Quote, word for word, every line starting at the line that contains "Put a dot on each instance of the hat" and ending with the last line of the records; include both of these lines and no others.
begin RAW RECORDS
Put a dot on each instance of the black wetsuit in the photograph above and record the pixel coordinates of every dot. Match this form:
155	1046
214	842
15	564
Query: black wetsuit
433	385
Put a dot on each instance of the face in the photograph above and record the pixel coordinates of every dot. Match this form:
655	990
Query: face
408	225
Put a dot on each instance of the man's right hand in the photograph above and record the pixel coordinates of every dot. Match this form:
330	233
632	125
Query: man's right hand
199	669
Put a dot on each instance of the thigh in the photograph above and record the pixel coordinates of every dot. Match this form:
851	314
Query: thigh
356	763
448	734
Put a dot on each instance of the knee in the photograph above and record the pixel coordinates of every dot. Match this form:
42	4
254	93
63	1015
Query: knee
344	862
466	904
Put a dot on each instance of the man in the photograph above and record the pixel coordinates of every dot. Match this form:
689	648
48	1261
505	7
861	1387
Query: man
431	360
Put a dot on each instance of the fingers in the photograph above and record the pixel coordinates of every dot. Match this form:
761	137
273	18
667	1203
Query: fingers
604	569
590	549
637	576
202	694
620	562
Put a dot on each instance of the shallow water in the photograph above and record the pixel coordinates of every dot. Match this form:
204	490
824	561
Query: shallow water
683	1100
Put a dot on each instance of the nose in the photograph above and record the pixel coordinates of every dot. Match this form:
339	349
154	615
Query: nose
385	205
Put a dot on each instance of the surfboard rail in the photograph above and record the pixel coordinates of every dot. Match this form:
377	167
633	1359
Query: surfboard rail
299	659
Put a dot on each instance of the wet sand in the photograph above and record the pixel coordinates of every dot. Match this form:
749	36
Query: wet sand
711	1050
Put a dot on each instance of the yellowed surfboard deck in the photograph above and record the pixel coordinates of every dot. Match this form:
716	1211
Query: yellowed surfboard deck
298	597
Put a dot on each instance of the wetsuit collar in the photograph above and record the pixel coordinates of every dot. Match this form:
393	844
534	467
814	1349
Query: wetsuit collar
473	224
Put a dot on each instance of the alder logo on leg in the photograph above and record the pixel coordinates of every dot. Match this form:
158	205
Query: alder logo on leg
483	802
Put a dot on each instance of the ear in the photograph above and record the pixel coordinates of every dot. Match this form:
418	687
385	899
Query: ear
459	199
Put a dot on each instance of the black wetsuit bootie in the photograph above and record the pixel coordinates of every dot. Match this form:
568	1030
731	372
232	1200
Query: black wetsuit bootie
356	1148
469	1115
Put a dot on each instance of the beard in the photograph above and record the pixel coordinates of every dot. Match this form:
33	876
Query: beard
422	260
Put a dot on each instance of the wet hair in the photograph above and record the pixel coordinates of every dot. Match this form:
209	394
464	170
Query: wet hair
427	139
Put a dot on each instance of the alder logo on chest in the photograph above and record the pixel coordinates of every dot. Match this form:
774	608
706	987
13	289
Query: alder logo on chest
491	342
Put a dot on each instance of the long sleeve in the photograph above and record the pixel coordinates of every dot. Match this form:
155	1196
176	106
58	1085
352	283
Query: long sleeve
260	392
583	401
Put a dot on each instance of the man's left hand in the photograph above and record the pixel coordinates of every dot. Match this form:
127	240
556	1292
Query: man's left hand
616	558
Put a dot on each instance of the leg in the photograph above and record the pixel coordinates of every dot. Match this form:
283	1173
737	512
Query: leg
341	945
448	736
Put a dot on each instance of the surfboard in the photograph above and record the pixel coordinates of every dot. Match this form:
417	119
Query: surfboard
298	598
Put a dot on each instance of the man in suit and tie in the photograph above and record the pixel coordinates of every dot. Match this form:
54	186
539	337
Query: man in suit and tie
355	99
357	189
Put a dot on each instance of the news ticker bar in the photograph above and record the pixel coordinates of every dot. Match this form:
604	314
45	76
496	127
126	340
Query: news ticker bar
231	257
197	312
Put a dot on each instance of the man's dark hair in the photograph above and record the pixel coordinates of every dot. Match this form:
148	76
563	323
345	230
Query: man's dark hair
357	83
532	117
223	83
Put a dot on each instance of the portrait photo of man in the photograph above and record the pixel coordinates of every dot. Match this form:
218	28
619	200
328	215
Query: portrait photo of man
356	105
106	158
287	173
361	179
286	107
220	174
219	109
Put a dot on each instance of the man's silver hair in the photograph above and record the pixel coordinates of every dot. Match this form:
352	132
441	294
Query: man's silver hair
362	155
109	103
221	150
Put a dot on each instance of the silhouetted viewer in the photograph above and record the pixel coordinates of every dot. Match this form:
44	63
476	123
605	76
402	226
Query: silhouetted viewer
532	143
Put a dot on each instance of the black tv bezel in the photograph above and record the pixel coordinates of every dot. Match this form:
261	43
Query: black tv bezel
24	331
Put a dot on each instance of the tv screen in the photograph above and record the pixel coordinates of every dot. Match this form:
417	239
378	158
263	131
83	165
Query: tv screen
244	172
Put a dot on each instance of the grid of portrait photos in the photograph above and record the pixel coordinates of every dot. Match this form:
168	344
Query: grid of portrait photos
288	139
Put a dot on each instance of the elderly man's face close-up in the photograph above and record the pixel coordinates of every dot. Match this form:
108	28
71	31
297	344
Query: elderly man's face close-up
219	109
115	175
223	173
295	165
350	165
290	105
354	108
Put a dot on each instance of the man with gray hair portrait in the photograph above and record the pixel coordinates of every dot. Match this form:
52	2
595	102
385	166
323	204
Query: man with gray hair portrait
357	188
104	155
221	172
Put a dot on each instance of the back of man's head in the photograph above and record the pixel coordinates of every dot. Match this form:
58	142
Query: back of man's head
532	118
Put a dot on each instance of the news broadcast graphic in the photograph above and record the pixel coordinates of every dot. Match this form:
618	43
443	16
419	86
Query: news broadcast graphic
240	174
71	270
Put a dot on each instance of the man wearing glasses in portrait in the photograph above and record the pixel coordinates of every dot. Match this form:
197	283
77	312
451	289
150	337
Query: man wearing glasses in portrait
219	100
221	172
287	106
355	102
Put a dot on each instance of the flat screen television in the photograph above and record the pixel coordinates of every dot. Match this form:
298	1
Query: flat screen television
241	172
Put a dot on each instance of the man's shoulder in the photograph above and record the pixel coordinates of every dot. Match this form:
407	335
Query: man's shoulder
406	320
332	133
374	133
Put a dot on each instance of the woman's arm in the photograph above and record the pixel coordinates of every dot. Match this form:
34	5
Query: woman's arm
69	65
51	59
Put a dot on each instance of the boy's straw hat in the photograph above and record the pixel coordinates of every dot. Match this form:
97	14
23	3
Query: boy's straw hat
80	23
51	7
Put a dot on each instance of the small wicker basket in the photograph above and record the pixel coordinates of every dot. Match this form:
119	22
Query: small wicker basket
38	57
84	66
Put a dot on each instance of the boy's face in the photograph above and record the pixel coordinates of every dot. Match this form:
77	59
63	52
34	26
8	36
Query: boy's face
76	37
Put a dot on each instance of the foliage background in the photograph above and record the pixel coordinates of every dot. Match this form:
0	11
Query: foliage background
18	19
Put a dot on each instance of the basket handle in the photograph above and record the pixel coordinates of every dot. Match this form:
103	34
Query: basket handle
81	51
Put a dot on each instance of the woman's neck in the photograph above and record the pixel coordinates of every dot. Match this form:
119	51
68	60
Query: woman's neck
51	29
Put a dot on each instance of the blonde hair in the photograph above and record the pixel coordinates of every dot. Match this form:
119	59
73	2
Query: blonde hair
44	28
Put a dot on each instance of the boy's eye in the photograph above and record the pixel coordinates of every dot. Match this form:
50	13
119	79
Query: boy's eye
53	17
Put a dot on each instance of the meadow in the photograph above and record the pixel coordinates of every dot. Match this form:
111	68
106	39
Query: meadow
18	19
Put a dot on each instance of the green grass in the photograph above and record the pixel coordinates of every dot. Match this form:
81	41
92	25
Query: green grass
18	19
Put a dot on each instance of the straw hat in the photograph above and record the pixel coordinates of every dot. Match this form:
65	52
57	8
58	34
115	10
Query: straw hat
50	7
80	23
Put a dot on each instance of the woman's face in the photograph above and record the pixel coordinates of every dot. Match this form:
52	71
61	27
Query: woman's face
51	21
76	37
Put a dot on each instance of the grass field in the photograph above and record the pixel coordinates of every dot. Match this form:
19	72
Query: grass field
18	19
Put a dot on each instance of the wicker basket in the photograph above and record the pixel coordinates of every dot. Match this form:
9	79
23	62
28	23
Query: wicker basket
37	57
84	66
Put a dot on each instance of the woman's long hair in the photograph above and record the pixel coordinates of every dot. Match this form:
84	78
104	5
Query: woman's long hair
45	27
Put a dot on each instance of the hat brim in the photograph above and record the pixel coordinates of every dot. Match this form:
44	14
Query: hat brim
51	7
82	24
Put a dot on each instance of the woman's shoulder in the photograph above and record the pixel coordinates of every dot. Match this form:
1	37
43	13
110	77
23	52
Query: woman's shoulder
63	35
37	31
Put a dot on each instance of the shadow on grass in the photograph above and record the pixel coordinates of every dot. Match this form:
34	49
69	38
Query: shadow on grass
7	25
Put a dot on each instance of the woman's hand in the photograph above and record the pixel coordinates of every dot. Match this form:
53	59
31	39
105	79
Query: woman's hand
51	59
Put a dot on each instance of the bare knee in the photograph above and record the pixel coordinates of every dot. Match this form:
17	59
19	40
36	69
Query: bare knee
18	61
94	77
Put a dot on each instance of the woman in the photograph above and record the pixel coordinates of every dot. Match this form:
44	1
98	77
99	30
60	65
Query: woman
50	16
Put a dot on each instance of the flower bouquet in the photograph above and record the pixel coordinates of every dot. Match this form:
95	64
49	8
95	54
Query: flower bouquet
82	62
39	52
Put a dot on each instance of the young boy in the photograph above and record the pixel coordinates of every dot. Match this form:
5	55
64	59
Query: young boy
end RAW RECORDS
§ TASK SOLUTION
Put a dot on each instance of the hat brim in the photograph above and record the pixel coordinates of every dot. Match this form:
44	14
Query: hat brim
51	7
82	24
Put a dot on each instance of the woman's shoulder in the photograph above and record the pixel coordinates of every dot. Match this form:
1	37
43	13
110	77
23	52
Query: woman's shoulder
63	35
37	31
Put a dot on each instance of the shadow on grass in the photograph above and record the pixel coordinates of every dot. Match this form:
34	49
69	38
Query: shadow on grass
7	25
Put a dot on each instance of the woman's hand in the photograph above and record the pixel coordinates of every dot. Match this form:
53	59
31	39
105	79
Query: woman's hand
51	59
Put a dot on each instance of the bare knee in the photograph above and record the pixel coordinates of every dot. Match this form:
17	59
19	40
36	69
Query: bare knee
18	61
94	77
Put a dot on each instance of the woman in the photograph above and record the pixel coordinates of every dot. Match this form:
44	1
98	77
99	30
60	65
Query: woman
50	16
Put a dot on each instance of the flower bouquet in the photograph above and record the pixel coordinates of every dot. Match this form:
95	64
49	8
95	54
Query: flower bouquet
82	62
39	52
Put a dot on each instance of the young boy in the photograph above and record the pixel coordinates of every dot. Match this form:
5	55
64	59
Query: young boy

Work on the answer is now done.